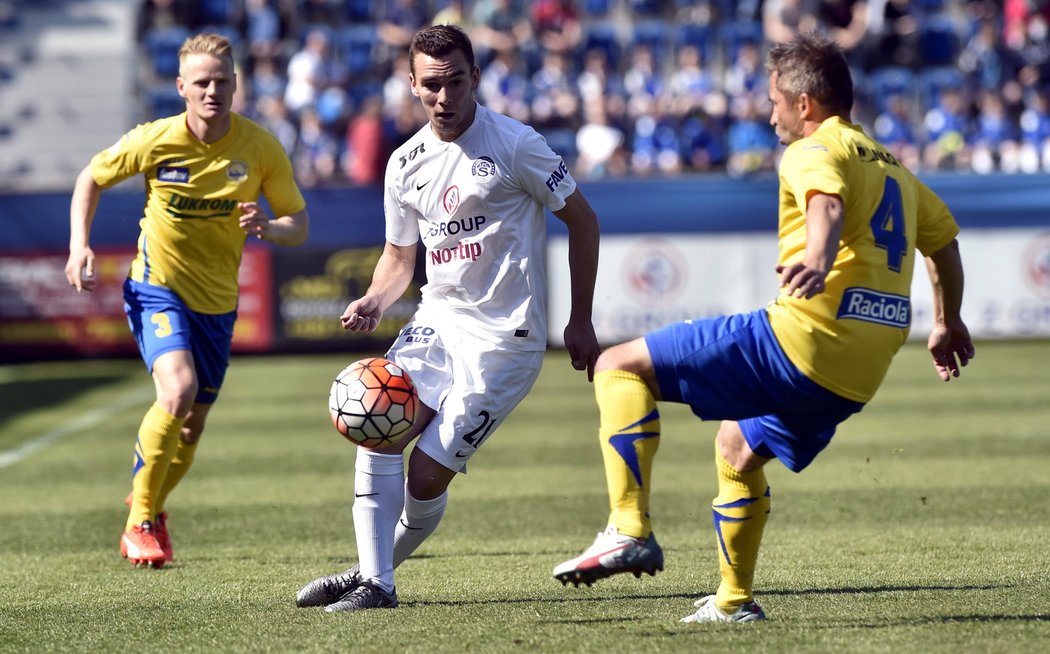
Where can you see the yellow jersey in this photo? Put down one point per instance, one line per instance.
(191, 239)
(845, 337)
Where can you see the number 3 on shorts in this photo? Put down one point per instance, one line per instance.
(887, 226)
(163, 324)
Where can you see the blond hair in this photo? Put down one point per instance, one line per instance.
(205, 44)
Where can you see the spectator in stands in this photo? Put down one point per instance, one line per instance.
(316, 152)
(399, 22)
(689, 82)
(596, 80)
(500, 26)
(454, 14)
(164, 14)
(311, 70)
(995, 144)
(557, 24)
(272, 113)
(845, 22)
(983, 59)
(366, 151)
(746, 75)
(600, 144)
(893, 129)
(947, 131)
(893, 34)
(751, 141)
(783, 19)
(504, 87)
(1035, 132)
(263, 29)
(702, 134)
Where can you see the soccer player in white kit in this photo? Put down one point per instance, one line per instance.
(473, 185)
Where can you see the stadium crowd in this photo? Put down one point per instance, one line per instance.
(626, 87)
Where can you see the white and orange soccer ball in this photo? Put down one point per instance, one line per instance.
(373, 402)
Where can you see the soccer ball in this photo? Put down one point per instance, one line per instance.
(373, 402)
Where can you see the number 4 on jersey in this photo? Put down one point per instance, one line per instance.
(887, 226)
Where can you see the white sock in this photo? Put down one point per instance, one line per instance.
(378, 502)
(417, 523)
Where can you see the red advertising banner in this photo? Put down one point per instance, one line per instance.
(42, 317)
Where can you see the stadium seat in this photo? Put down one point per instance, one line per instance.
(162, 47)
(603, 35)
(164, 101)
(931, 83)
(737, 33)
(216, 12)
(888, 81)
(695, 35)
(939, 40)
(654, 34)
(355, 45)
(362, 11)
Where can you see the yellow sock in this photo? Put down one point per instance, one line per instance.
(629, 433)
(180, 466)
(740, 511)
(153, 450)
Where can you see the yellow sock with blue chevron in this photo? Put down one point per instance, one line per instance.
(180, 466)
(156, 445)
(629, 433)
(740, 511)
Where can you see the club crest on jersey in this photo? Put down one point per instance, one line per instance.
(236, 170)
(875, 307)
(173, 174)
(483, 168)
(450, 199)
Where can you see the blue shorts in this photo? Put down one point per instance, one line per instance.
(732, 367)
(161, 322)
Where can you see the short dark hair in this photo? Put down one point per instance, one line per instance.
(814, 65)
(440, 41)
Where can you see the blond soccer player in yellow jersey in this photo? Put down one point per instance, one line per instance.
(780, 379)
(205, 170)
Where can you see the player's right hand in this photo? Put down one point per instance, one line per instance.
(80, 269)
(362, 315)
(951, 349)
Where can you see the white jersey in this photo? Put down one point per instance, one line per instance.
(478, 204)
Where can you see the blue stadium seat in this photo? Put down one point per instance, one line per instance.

━━━━━━━━

Set down nothing but the lines from the one with "Where can you see the blue shorts" through the end of the records, keeping each line exactly as written and including both ends.

Where can you see the blue shorts in this photo? Put down one point per instance, one line per instance.
(732, 367)
(161, 322)
Where can you see the short dark hair in this photo? Put down one point per instance, one line per instance.
(814, 65)
(440, 41)
Where can you see the blond soccer player in yellow jersey in this photo? Put down one point per instance, one line per instance.
(780, 379)
(205, 170)
Where can you see the player's right hand in this photo? Put down one point per instance, one line per instance.
(80, 269)
(362, 315)
(951, 349)
Where can you see the white jersey in this photo? Put down one point per instance, one line per instance.
(478, 204)
Where can you see the blue stadium seat in this photo? Put down one point per instance, one line per instance.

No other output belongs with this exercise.